EXCERPT TO READ.
■ ■ ■ ■ ■ ■ ■
Stocks followed up the previous day's breakout with another round of gains last Friday, as near-term market sentiment continued improving. The major indices chopped around in a sideways range throughout the first half of the day, but rose to new intraday highs in the early afternoon. The Nasdaq Composite and Dow Jones Industrial Average scored identical gains of 1.0%. The S&P 500 advanced 0.8%. Confirming investors' greater appetite for market risk, small and mid-cap stocks again showed substantial relative strength. The Russell 2000 and S&P Midcap 400 indices climbed 2.4% and 1.5% respectively. Closing just above their previous day's highs, all the main stock market indexes settled near their best levels of the day and week.

Turnover was mixed. Total volume in the Nasdaq increased 10% above the previous day's level, enabling the Nasdaq Composite to register another bullish "accumulation day." However, trading in the NYSE eased 2%. Volume in the Nasdaq swelled to its highest level since July 1, and also moved back above its 50-day average level for the first time since the same day. Market internals in both exchanges were solid. In the NYSE, advancing volume exceeded declining volume by nearly 4 to 1. The Nasdaq adv/dec volume ratio was positive by more than 2 to 1.

As the market has been starting to show more positive price action, our near-term bias has shifted from neutral to cautiously bullish. Due to major overhead resistance of the June highs, as well as the 200-day moving averages for several of the major indices, it's still too early to aggressively start "backing up the truck." Since a high degree of caution is still required in the current environment, it's important to focus on ETFs and stocks with the highest odds of outperforming the broad market to the upside, which also have lower odds of falling apart on the first broad market pullback. Simply, we especially want to focus on tickers that have been showing the most relative strength to the main stock market indexes.
■ ■ ■ ■ ■ ■ ■
SHORT TASK. Name every stock market index that appears by name in the market report above.
■ ■ ■ ■ ■ ■ ■
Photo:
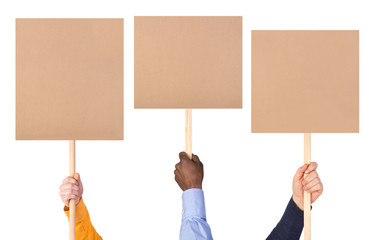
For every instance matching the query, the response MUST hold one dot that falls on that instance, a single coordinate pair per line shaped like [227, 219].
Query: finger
[310, 177]
[300, 172]
[195, 159]
[311, 167]
[72, 196]
[69, 186]
[77, 177]
[311, 184]
[183, 156]
[315, 188]
[69, 192]
[70, 180]
[315, 196]
[178, 165]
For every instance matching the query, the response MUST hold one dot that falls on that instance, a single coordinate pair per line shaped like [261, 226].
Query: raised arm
[291, 224]
[189, 176]
[72, 188]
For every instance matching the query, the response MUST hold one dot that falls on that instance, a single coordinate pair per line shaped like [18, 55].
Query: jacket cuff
[80, 211]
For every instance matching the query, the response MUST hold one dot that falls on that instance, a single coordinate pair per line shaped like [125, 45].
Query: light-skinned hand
[71, 188]
[311, 184]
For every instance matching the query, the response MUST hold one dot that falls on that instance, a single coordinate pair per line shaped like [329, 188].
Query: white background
[129, 186]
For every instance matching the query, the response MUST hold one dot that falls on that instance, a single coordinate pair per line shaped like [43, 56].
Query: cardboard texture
[305, 81]
[188, 62]
[69, 79]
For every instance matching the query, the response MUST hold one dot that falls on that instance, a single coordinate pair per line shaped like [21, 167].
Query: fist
[311, 183]
[189, 172]
[71, 188]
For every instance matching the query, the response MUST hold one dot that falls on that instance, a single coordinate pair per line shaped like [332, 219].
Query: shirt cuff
[80, 211]
[193, 203]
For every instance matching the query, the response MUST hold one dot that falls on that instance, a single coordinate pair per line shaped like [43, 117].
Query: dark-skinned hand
[189, 172]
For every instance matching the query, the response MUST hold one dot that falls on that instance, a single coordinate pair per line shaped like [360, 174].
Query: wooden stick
[307, 196]
[72, 201]
[188, 132]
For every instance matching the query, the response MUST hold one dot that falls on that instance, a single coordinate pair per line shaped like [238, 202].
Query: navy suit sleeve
[291, 224]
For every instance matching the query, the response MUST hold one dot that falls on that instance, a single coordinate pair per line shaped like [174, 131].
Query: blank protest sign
[188, 62]
[69, 79]
[305, 81]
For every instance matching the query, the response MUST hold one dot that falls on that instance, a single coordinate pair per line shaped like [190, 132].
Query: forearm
[291, 224]
[84, 227]
[194, 224]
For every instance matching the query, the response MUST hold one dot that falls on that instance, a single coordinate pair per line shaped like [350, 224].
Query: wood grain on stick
[307, 196]
[188, 132]
[72, 201]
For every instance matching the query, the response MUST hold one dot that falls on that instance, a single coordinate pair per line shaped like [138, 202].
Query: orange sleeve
[84, 227]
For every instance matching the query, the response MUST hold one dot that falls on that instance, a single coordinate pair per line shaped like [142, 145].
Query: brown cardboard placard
[188, 62]
[305, 81]
[69, 79]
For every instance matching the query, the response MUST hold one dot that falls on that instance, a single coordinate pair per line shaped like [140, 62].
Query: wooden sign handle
[72, 201]
[307, 196]
[188, 132]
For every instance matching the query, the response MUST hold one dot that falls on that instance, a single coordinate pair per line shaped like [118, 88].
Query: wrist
[298, 201]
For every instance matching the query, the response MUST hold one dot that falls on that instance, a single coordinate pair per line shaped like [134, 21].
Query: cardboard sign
[305, 81]
[69, 79]
[188, 62]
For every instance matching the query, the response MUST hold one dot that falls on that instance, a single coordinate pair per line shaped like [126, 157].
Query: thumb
[77, 176]
[300, 172]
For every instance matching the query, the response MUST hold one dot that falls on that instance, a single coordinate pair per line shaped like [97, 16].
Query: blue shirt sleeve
[194, 225]
[291, 224]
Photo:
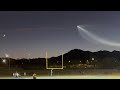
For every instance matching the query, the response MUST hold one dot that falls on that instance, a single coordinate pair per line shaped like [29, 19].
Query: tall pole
[9, 66]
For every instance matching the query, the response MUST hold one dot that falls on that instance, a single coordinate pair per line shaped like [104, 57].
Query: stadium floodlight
[4, 61]
[50, 67]
[92, 58]
[7, 56]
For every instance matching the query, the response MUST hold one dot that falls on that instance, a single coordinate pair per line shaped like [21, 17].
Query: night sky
[29, 34]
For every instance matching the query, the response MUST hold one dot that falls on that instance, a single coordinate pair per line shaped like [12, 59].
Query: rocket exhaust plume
[95, 38]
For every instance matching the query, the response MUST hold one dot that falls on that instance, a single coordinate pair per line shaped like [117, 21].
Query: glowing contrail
[98, 39]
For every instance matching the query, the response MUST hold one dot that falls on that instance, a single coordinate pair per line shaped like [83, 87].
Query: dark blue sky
[34, 32]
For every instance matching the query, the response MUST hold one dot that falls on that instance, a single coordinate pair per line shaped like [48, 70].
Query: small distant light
[92, 58]
[6, 55]
[4, 35]
[4, 61]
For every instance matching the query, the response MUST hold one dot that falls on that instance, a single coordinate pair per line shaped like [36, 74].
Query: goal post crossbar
[52, 68]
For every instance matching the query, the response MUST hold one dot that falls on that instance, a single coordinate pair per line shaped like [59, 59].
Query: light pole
[7, 56]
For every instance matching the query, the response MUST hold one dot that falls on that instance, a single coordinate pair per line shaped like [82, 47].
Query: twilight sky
[32, 33]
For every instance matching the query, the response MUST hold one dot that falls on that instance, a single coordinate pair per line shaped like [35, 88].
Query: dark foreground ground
[70, 72]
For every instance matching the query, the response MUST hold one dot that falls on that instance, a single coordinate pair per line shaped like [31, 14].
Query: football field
[68, 77]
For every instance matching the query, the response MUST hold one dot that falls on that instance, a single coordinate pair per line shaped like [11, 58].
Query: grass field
[68, 77]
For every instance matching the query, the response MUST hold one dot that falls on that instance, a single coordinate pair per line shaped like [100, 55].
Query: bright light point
[92, 58]
[4, 35]
[4, 61]
[6, 55]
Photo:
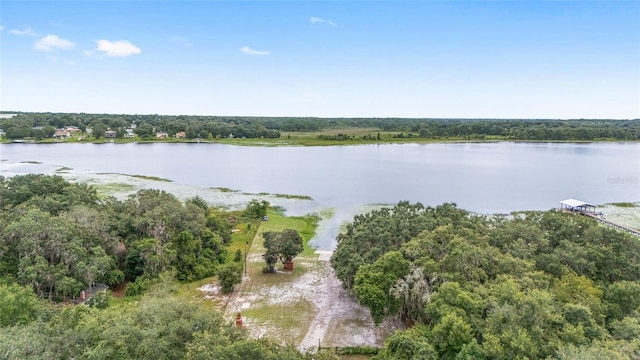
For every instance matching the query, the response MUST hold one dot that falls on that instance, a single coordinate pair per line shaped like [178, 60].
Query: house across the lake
[61, 134]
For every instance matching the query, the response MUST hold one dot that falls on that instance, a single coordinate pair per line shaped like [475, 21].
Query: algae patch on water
[111, 188]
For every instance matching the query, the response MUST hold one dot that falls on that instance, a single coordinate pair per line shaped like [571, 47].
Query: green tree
[256, 209]
[228, 276]
[374, 282]
[282, 245]
[18, 305]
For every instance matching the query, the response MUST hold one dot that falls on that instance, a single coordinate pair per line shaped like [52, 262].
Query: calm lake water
[480, 177]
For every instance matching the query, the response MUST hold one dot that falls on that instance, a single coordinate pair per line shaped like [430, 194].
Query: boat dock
[583, 208]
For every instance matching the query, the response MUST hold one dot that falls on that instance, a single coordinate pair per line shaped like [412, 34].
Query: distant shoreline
[285, 142]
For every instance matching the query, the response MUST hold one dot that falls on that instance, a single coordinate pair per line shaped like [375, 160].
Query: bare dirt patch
[305, 308]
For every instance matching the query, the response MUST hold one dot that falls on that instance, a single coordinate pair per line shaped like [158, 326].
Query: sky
[419, 59]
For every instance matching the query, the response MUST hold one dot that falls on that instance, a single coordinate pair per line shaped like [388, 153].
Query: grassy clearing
[288, 322]
[306, 226]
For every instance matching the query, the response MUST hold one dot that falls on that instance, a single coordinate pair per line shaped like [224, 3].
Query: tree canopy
[532, 285]
[58, 237]
[281, 246]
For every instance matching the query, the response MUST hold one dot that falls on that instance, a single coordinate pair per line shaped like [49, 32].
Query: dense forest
[43, 126]
[533, 285]
[58, 238]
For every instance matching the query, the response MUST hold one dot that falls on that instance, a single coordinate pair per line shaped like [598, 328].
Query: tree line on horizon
[43, 125]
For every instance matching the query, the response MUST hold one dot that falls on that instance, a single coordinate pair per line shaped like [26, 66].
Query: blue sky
[496, 59]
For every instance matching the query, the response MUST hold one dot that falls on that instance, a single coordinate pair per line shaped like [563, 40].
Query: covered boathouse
[574, 205]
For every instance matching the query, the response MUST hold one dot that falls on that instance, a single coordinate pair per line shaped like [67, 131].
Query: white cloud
[27, 31]
[317, 20]
[249, 51]
[118, 48]
[180, 40]
[53, 42]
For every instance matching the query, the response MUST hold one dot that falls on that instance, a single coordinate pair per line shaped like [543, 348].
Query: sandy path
[320, 324]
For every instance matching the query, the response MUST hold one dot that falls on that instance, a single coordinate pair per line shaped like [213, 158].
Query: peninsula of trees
[534, 285]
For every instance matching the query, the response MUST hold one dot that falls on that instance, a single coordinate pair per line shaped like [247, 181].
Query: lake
[480, 177]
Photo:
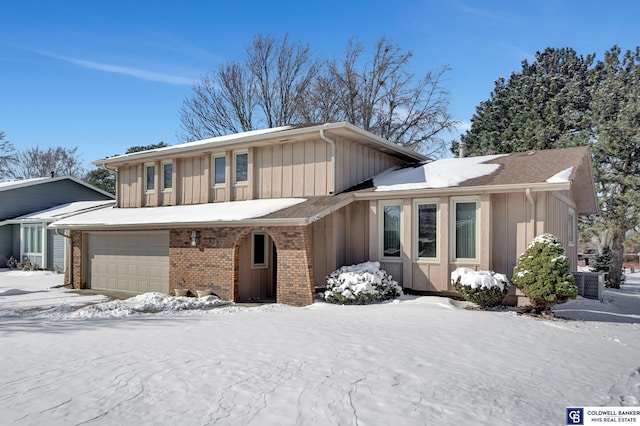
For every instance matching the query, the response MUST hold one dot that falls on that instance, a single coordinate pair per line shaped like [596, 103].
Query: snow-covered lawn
[419, 360]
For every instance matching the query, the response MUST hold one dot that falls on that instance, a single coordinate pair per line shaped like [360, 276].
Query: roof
[224, 213]
[24, 183]
[543, 170]
[282, 134]
[64, 210]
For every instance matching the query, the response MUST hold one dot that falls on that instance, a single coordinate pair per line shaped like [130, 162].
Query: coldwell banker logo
[575, 416]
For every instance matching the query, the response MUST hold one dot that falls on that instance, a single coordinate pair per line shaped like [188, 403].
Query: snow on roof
[18, 183]
[562, 176]
[65, 210]
[436, 174]
[175, 215]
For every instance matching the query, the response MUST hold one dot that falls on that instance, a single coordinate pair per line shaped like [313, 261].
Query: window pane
[427, 232]
[466, 230]
[259, 254]
[151, 171]
[391, 231]
[241, 167]
[167, 174]
[38, 239]
[218, 165]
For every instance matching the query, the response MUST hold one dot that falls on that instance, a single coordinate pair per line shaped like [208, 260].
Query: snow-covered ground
[420, 360]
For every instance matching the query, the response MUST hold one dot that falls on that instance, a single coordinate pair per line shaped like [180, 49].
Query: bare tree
[36, 162]
[281, 83]
[267, 89]
[381, 96]
[7, 157]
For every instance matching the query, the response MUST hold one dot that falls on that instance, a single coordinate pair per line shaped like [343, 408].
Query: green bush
[484, 288]
[542, 272]
[361, 284]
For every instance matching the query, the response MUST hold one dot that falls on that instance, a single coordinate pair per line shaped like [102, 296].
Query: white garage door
[136, 262]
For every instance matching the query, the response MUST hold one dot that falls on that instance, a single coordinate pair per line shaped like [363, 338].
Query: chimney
[462, 149]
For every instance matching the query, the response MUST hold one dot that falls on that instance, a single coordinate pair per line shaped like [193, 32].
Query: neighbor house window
[32, 240]
[219, 165]
[390, 224]
[167, 175]
[572, 227]
[466, 229]
[149, 177]
[241, 167]
[426, 229]
[259, 250]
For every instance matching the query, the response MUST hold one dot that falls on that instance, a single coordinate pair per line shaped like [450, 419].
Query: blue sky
[107, 75]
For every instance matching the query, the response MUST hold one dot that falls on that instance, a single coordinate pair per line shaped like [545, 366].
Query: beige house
[266, 215]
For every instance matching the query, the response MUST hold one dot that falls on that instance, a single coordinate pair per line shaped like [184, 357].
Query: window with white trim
[390, 229]
[32, 240]
[149, 177]
[241, 166]
[219, 172]
[259, 250]
[167, 175]
[426, 229]
[465, 229]
[572, 228]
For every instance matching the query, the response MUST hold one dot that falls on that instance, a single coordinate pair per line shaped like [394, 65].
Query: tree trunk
[617, 258]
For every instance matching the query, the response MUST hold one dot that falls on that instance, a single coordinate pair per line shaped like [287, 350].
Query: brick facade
[213, 264]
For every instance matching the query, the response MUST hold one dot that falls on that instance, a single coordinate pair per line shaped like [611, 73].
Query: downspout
[69, 258]
[332, 144]
[532, 203]
[115, 171]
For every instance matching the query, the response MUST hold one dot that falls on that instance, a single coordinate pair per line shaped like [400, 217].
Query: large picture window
[391, 230]
[241, 167]
[426, 232]
[149, 177]
[465, 229]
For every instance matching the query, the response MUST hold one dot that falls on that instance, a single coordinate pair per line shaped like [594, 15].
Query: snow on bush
[361, 284]
[485, 288]
[542, 272]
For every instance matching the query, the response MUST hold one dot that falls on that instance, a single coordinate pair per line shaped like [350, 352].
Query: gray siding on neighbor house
[29, 199]
[6, 244]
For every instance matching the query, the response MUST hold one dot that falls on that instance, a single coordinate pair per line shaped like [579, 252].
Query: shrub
[360, 284]
[542, 272]
[484, 288]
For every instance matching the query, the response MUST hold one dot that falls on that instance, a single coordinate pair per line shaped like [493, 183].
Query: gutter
[332, 144]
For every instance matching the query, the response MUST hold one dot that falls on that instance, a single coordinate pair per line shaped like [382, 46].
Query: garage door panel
[127, 261]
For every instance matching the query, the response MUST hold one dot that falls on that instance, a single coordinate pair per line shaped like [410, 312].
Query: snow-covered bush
[542, 272]
[484, 288]
[361, 284]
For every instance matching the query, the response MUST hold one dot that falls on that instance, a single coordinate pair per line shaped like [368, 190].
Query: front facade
[267, 215]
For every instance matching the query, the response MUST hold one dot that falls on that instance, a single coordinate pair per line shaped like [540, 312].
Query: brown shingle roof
[531, 166]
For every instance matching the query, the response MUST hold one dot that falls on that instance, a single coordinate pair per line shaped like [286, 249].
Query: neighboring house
[268, 214]
[28, 206]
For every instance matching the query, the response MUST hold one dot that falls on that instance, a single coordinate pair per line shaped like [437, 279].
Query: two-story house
[268, 214]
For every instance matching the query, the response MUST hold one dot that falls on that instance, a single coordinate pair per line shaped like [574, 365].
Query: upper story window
[219, 166]
[465, 230]
[167, 176]
[390, 229]
[572, 228]
[149, 177]
[241, 160]
[426, 229]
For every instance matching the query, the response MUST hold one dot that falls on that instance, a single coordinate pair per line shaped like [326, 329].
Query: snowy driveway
[418, 361]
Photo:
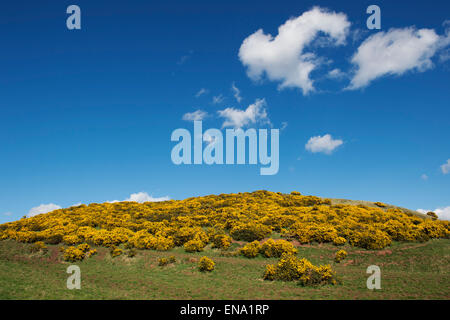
■ ■ ■ ■ ■ ■ ■
RESULT OF THIS EXERCISE. Nasdaq Composite, Dow Jones Industrial Average, S&P 500, Russell 2000, S&P Midcap 400